→ **THE TASK**
Please reproduce word for word the lines below, from the line with "to boot lace." to the line with "top-left (218, 39), bottom-right (271, 108)", including both of those lines.

### THE INPUT ###

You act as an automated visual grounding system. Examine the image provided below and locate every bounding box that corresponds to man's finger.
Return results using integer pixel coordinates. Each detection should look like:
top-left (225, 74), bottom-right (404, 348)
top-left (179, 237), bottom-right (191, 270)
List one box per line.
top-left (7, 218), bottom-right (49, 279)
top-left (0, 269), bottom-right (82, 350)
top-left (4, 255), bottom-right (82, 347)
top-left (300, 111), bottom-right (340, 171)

###
### THE INPUT ###

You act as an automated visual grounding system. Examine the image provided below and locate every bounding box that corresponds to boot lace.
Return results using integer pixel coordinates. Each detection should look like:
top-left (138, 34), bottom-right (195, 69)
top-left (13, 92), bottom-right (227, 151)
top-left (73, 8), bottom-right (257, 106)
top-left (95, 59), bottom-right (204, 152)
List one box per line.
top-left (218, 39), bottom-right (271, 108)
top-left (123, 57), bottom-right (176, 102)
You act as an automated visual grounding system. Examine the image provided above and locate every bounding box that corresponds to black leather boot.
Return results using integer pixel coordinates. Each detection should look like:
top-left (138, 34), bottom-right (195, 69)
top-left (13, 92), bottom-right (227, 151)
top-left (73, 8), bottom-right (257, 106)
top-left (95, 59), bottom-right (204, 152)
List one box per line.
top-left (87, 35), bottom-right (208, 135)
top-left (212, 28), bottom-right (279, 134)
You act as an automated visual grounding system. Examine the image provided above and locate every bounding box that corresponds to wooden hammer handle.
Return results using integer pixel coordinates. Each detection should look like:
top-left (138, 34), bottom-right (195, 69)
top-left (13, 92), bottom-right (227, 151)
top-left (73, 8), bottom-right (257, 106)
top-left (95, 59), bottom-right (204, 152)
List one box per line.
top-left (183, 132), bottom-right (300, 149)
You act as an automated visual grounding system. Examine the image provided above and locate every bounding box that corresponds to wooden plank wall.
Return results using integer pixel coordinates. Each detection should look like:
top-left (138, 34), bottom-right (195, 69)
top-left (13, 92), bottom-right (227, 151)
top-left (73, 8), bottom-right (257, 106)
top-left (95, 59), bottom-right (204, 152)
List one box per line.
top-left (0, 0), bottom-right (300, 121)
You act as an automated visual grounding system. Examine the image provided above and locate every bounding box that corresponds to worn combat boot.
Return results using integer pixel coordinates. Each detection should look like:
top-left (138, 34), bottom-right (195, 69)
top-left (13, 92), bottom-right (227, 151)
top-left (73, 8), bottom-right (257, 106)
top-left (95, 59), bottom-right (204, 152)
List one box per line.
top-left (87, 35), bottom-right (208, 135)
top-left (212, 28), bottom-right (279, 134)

###

→ **SOLUTION BELOW**
You act as an automated visual grounding system. Examine the image provided below and locate every bounding box that corresponds to boot lace.
Return results using integer pixel coordinates. Each detection should look like:
top-left (138, 34), bottom-right (195, 69)
top-left (13, 92), bottom-right (227, 151)
top-left (73, 8), bottom-right (257, 106)
top-left (95, 59), bottom-right (204, 152)
List one box per line.
top-left (218, 39), bottom-right (271, 108)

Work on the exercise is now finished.